[EXCERPT PROVIDED — start]

A CONVERSATION WITH LOUISE TAYLOR (continued)

PM: Really crucial to this record are two relationships that have everything to do with Velvet Town, with your longtime percussionist, Dean Sharp, and with your soul sister, Annie Gallup.

LT: Right.

PM: So let's talk a little about each of them. Let's talk about Dean first, because I know he had everything to do with preproduction and bringing some things to your ears that made a difference, etc.

LT: That's right. He started feeding me music, actually, a couple years ago, just giving me compilation tapes of things to listen to, to give me ideas. He suggested that my music wasn't just folk, that other influences were present. And I also toured with him for those couple of years after recording Written in Red. He was always telling me I was more like Cassandra Wilson, and that I should just let myself do what I do, and explore those things.

He also is such a phenomenal player that I really wanted to keep him interested, and write music that he would be interested in playing. He also found players for me. He introduced me to Ken McGloin and Ira Coleman, who both play on the record. So we put together this band first. And although I wasn't able to afford to take them out very often, we did a few things together, and, they, in my mind, were my band [laughs] even though in reality I couldn't afford to have them with me all the time. So I did a lot of shows, though, with just Dean and I as a duo, which is a really effective show, I think.

PM: When you and Dean go out as a duo, what does he show up with?

LT: Well, a full but small set, more like a jazz kit.

PM: A jazz kit, and also some hand drums?

LT: Lots of hand drums, yeah, a cajon. And it's changed over the years as the material has changed too.

PM: Djembe or bongos or--

LT: No. I think on the record he plays some of those things, but in concert he will keep it somewhat simpler than that. The cajon covers a lot of those bases. The cajon is expressive, it has a very big bass sound and also a very high bongo-y sound. And he plays a lot of the kit with his hands, and then he'll have a lot of percussion instruments and toys.

PM: He's an awfully musical musician. Is he a songwriter as well?

LT: He's done some songwriting, but I don't think that he has really explored it. I think he could be a really good songwriter. And he helped me out early on with some of the songs, like suggesting ways that they could be fleshed out a little better. He is extremely musical, and he plays very orchestrally. He's really behind me in a very interesting way. And he actually loves playing bass parts with bass drums.

PM: Yeah, he's a fantastic player. And he's what you'd have to call the preproducer of the record, is he not?

LT: He is, yeah. He really is. He did a lot. He found the players. He'd also worked in the studio that we wound up using in Rhinebeck, New York, and was really in love with the studio. So he really did a lot of the legwork in finding all the elements for the sessions.

PM: Because that was, in this album, very important.

LT: Yes, it was.

[EXCERPT PROVIDED — finish]

INSTRUCTION A. Rewrite the records from their first line through the line containing "box: [959, 318, 1088, 449]", replacing "rough mask" with "coarse mask" and keeping everything else the same.
The interview and the records have no connection to each other.

[EXERCISE DATA — start]

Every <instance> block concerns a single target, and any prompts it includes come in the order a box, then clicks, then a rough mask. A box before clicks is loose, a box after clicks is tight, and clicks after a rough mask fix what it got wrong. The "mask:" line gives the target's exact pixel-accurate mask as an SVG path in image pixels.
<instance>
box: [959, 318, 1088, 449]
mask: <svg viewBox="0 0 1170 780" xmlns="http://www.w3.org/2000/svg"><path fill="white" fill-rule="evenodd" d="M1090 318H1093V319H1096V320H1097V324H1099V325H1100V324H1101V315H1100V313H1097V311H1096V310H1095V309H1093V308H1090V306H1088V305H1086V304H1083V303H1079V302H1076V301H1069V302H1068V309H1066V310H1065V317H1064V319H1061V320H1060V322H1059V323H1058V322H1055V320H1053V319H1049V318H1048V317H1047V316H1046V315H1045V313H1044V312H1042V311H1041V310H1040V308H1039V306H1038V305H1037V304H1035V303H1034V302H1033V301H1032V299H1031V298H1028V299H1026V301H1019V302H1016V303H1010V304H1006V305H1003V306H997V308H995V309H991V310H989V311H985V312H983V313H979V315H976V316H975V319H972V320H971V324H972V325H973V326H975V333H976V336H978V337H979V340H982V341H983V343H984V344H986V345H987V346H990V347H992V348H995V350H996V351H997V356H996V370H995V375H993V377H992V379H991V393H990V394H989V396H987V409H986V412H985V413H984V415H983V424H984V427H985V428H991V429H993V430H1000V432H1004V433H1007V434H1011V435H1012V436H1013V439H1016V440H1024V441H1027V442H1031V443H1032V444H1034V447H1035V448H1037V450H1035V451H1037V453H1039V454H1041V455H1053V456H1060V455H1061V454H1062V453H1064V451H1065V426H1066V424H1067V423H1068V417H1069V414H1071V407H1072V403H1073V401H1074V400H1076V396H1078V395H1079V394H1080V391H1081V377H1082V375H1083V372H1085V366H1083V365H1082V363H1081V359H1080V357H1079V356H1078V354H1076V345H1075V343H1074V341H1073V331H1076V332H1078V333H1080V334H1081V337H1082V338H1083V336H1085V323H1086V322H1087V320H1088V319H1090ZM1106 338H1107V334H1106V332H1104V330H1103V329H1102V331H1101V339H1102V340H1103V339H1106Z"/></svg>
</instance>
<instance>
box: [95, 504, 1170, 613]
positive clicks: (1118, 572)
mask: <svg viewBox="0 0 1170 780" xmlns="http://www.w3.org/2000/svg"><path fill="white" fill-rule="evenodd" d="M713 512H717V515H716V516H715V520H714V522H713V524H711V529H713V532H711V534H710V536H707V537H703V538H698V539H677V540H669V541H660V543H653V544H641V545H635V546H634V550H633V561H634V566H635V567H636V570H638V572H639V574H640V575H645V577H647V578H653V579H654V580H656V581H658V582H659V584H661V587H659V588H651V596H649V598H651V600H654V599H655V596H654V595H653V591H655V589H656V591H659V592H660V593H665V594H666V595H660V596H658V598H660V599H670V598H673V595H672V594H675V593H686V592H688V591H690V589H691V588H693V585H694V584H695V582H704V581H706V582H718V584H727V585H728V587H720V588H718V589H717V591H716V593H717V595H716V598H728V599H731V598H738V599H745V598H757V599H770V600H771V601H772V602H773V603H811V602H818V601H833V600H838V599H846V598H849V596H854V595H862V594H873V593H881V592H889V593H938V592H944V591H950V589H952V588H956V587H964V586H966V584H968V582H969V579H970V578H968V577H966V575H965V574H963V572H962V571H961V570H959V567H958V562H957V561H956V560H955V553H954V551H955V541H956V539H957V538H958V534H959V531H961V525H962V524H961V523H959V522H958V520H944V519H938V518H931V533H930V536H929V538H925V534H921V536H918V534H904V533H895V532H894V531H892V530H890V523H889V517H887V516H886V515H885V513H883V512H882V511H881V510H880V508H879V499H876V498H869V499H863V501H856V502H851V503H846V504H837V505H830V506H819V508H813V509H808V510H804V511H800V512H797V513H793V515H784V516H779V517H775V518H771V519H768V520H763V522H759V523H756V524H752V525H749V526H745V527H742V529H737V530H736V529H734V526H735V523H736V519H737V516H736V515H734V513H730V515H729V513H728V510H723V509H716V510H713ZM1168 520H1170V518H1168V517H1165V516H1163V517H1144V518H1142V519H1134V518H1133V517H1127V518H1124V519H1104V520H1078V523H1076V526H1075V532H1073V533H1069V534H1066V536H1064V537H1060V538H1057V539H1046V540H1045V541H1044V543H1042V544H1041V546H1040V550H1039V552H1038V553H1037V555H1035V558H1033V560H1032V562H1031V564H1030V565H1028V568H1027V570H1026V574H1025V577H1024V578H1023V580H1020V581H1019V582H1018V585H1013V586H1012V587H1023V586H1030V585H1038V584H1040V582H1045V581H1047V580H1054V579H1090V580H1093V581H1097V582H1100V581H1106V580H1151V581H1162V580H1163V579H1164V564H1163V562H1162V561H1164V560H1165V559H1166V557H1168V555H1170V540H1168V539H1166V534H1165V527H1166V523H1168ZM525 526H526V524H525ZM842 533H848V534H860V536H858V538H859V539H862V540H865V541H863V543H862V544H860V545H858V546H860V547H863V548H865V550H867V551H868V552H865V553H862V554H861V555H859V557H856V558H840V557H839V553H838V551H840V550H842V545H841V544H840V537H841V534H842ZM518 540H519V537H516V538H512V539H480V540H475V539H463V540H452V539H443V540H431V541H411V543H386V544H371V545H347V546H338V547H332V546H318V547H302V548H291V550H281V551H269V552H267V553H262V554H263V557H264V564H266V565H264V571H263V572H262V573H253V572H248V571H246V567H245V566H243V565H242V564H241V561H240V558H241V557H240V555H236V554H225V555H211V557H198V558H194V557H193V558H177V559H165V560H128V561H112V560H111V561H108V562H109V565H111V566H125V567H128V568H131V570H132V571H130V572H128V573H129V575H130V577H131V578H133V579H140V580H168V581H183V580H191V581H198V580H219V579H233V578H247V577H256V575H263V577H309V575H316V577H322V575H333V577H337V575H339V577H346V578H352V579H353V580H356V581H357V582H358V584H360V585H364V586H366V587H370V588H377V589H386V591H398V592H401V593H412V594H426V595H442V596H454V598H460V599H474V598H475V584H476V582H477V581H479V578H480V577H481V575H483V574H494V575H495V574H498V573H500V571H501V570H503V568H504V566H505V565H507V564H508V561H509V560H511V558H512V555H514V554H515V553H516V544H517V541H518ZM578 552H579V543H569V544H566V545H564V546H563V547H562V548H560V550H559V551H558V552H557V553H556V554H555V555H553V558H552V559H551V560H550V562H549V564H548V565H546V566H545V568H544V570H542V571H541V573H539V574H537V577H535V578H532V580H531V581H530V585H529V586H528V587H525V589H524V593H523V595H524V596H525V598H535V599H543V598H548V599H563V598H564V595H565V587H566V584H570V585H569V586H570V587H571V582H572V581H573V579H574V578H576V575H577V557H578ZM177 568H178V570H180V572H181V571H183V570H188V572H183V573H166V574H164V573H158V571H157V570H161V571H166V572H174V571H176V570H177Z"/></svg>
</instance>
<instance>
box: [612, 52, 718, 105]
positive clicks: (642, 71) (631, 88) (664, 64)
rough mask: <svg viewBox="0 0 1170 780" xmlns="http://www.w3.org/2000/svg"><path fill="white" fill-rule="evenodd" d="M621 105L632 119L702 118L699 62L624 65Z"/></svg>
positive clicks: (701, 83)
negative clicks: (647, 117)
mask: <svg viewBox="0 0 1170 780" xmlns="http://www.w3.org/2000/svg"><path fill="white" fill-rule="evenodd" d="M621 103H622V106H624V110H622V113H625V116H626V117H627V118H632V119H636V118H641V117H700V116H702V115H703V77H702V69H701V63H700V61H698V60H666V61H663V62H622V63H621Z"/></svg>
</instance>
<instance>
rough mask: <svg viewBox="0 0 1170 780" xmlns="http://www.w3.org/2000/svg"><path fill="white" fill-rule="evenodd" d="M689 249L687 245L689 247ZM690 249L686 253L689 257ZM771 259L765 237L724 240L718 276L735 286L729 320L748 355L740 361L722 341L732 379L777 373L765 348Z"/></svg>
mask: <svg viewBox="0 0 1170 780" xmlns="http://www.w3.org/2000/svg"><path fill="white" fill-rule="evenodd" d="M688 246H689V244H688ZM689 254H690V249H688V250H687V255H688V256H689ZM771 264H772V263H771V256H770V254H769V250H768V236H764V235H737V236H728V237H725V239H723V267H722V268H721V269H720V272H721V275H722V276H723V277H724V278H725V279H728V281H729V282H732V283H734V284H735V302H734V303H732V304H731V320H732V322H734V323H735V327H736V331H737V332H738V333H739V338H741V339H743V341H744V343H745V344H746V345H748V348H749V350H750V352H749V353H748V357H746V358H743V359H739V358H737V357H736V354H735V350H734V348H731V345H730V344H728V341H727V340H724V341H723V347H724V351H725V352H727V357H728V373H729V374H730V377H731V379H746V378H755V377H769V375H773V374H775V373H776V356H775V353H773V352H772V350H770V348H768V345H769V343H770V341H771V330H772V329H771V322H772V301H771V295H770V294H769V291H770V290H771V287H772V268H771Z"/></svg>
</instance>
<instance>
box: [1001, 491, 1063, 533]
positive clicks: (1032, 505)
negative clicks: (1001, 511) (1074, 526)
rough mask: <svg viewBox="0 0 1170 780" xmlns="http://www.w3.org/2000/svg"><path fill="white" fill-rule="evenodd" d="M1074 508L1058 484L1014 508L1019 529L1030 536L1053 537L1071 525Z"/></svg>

[EXERCISE DATA — finish]

INSTRUCTION B.
Answer these questions using the interview with Louise Taylor.
(i) Which two players did Dean Sharp introduce to Louise Taylor?
(ii) In what town was the studio used for the sessions located?
(iii) Which singer did Dean keep saying Louise Taylor was more like?

WRITTEN REPLY A.
Every <instance> block concerns a single target, and any prompts it includes come in the order a box, then clicks, then a coarse mask. A box before clicks is loose, a box after clicks is tight, and clicks after a coarse mask fix what it got wrong. The "mask:" line gives the target's exact pixel-accurate mask as an SVG path in image pixels.
<instance>
box: [959, 318, 1088, 449]

WRITTEN REPLY B.
(i) Ken McGloin and Ira Coleman
(ii) Rhinebeck, New York
(iii) Cassandra Wilson